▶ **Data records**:
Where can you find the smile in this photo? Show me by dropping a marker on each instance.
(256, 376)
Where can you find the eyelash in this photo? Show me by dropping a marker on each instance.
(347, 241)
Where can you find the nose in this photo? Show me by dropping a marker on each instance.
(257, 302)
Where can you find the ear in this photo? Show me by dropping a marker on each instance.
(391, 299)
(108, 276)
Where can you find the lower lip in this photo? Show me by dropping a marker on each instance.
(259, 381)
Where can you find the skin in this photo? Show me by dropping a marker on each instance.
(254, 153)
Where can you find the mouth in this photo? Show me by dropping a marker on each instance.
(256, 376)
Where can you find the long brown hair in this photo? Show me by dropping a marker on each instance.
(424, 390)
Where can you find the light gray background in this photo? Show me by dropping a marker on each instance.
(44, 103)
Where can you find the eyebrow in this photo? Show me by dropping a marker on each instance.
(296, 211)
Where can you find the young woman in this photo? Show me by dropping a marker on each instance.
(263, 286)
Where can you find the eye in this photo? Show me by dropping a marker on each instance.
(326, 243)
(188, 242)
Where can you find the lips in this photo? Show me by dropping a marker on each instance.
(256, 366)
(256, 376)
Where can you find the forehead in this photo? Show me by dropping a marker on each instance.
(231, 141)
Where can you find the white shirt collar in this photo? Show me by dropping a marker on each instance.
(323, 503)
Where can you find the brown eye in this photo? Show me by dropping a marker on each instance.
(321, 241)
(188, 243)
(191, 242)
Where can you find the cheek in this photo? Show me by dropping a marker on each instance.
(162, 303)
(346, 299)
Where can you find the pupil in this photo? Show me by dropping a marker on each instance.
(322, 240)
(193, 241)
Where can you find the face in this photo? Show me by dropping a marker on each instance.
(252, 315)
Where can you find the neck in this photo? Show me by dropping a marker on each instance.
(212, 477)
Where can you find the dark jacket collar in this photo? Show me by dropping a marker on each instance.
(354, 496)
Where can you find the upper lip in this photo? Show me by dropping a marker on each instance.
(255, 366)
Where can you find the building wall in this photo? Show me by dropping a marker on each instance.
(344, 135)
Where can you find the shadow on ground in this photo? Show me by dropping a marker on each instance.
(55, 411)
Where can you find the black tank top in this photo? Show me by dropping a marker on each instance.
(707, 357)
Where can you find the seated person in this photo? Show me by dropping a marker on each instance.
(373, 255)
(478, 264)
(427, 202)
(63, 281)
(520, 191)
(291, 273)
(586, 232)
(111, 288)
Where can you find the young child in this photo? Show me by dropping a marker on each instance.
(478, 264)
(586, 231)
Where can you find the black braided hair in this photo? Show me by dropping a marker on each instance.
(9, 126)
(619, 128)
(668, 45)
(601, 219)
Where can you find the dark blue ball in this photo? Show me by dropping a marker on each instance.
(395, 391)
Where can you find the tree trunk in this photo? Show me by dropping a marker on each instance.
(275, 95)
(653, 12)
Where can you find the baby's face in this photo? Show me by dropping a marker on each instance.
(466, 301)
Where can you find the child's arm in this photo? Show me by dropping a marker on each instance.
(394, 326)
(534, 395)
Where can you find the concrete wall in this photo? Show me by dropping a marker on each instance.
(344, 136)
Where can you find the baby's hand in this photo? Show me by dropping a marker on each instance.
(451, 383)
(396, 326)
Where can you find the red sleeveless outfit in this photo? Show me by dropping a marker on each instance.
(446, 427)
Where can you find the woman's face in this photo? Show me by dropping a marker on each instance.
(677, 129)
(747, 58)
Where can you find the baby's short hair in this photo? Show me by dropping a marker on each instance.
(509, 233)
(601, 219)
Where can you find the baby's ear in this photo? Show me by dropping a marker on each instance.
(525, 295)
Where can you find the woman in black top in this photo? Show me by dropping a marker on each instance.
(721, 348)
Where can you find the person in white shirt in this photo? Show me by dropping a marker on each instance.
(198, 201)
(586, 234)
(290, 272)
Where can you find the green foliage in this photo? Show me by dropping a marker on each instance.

▶ **Task statement**: Take the records above and return them exactly as written.

▶ **Expected answer**:
Where can you find the smile in this photo? Show me by dropping a marker on each instance.
(256, 376)
Where can you find the eyelash in this photo? Show me by dropping a marker on each instance.
(347, 241)
Where can you find the nose in this photo? Show me by dropping a marker on each instance.
(257, 302)
Where can you find the ear in this photo? Show me by dropping a marker on each instance.
(391, 299)
(108, 276)
Where can you find the lower lip in this photo? Show me by dropping a marker on each instance.
(259, 381)
Where can you find the skin in this photo? Show me by dropping a marker on each instance.
(254, 153)
Where can you find the mouth in this photo? Show me by dropping a marker on each instance.
(256, 376)
Where can you find the long brown hair in this photo? Show me by dropping a marker on each instance.
(424, 390)
Where can you find the light gray background in this photo? Show me by dropping a marker on each instance.
(44, 103)
Where can you find the eyebrow in this photo? Show me by dropping a marker on each instance.
(296, 211)
Where can you find the young woman in this photo? Show me by dropping a marker on each instance.
(263, 286)
Where can you find the eye in this photo? Show me by dropping a marker on each instance.
(326, 243)
(188, 242)
Where can you find the lips in this photo? Show me by dropping a marker on each instance.
(256, 366)
(256, 376)
Where can you find the forehead in this photo? Show me by dropping a marker on each instance.
(231, 141)
Where can you find the white shirt collar in this photo? Show me by dropping a marker on each instance.
(323, 503)
Where can you find the brown eye in this photo? Show me by dropping a marker on each instance.
(321, 241)
(188, 243)
(191, 242)
Where can you find the cheek in this photo? Show me by dropping a marker on each instance.
(162, 303)
(346, 299)
Where can you find the pupil in this photo? Show me by dropping a marker on each instance.
(322, 240)
(193, 241)
Where can you find the face in this photo? Show me by dropping a marker on each instance.
(252, 315)
Where can you find the neck in this photo? Show me by dropping a marker on each instance.
(212, 477)
Where can you find the dark jacket collar in this photo? Show me by dropping a marker on each instance.
(354, 496)
Where can you find the upper lip in this photo? Show me by dropping a marker on each instance.
(255, 366)
Where can you find the building wall in this photo? Show me by dropping a marker on each instance.
(344, 135)
Where can you find the shadow on ground in this photo? Show me by dropping a marker on each instance.
(55, 411)
Where can you find the black tank top in this photo? Show me by dropping a marker on each instance.
(707, 357)
Where can you find the seated person in this photo? Show me by dropping a marker on each instance.
(373, 255)
(478, 264)
(427, 202)
(63, 281)
(520, 191)
(291, 273)
(586, 232)
(111, 288)
Where can you find the young child in this photo? Show me by dropping a marker on each instance.
(478, 264)
(586, 231)
Where can you find the black braided hair in this photo? Show me by dropping a marker on each instance.
(9, 126)
(619, 128)
(668, 45)
(601, 219)
Where can you find the dark blue ball in this photo? Show me by dropping a marker on each instance.
(395, 391)
Where can you find the tree trunk in this photo? Show me by dropping a marker on each instance.
(275, 95)
(653, 12)
Where can you find the baby's face in this photo? Show me by dropping a marker on each instance.
(466, 301)
Where can you find the child's arm in this photo? Show me by dropping a marker on each instance.
(394, 326)
(534, 395)
Where can you find the concrete wall in this photo? Show me by dropping a marker on each instance.
(344, 136)
Where can you find the baby's hand in this photo? Show me by dropping a marker on each instance.
(451, 383)
(396, 326)
Where can you find the red sleeveless outfit in this photo? Show me by dropping a marker on each instance.
(446, 427)
Where can you find the woman's face in this photo? Show me by dropping a marker on each instance.
(677, 129)
(747, 58)
Where can you find the baby's short hair in this photo? Show me by dropping a marker on each instance.
(509, 233)
(601, 219)
Where can you find the baby's ear in this photo? Show me by dropping a marker on each instance.
(525, 295)
Where can you find the woman in black top in this photo? Show me by dropping a marker on each instance.
(721, 348)
Where can you find the person in white shirt in this photo? Show me by dropping a marker on each instance.
(198, 201)
(586, 234)
(290, 272)
Where can you find the green foliage in this photo? Show me by dropping a marker on each instance.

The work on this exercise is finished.